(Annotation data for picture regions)
— Begin —

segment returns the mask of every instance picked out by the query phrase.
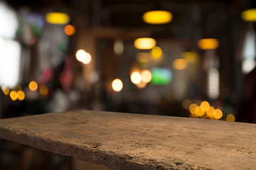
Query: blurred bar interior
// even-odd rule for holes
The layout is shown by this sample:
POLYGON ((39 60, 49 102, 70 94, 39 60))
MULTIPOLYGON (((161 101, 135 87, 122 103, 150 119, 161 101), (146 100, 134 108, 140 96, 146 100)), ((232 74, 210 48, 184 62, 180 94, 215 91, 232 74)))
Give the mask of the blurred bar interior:
POLYGON ((0 115, 256 123, 254 0, 0 1, 0 115))

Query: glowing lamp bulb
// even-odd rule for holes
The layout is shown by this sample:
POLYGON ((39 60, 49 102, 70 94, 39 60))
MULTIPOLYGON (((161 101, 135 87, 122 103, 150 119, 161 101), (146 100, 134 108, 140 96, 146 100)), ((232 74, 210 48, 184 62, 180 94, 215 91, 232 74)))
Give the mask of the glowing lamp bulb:
POLYGON ((142 19, 150 24, 163 24, 171 22, 172 14, 166 11, 151 11, 143 14, 142 19))
POLYGON ((114 91, 118 92, 122 91, 123 88, 123 84, 120 79, 116 79, 113 80, 112 83, 112 86, 114 91))
POLYGON ((141 74, 137 72, 133 72, 131 75, 131 81, 134 84, 139 84, 142 81, 141 74))

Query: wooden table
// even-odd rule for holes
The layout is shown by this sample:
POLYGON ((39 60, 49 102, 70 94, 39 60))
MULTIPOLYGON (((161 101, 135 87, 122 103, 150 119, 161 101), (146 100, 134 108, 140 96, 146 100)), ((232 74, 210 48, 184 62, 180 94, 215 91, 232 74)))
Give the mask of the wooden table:
POLYGON ((0 120, 0 138, 114 169, 256 169, 256 125, 79 110, 0 120))

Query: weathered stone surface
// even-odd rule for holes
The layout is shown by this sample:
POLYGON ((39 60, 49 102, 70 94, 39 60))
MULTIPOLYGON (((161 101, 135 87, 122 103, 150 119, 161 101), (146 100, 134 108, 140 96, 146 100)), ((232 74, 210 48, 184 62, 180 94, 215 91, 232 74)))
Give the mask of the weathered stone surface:
POLYGON ((99 111, 0 120, 0 137, 114 169, 255 169, 256 125, 99 111))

— End —

▶ The task
Reproduce the lines unchanged, starting at the first line and ending at the line containing "POLYGON ((141 74, 137". Leave the pictures out of your copy.

▶ Complete answer
segment returns the mask of every instance picked out by the query phrase.
Query: blurred bar interior
// even-odd rule for holes
The layout is shown by this sample:
POLYGON ((39 60, 49 102, 70 94, 39 60))
MULTIPOLYGON (((161 101, 135 87, 122 103, 150 119, 161 101), (146 100, 134 108, 140 96, 146 100)), ((232 74, 210 48, 184 62, 180 94, 215 91, 232 74)))
Give the mask of the blurred bar interior:
POLYGON ((0 115, 256 123, 254 0, 0 1, 0 115))

Query: glowing lamp bulb
// even-odd rule for holes
The layout is shown by this sample:
POLYGON ((39 60, 49 102, 70 94, 39 60))
MULTIPOLYGON (((161 101, 135 87, 122 103, 150 119, 161 101), (146 100, 134 108, 140 96, 146 100)), ((232 74, 210 48, 184 62, 180 94, 215 91, 232 74)))
Give the mask of the glowing lamp bulb:
POLYGON ((142 19, 150 24, 163 24, 171 22, 172 14, 166 11, 151 11, 143 14, 142 19))
POLYGON ((114 91, 118 92, 122 91, 123 88, 123 84, 120 79, 116 79, 113 80, 112 83, 112 86, 114 91))
POLYGON ((141 74, 137 72, 133 72, 131 75, 131 81, 134 84, 139 84, 142 81, 141 74))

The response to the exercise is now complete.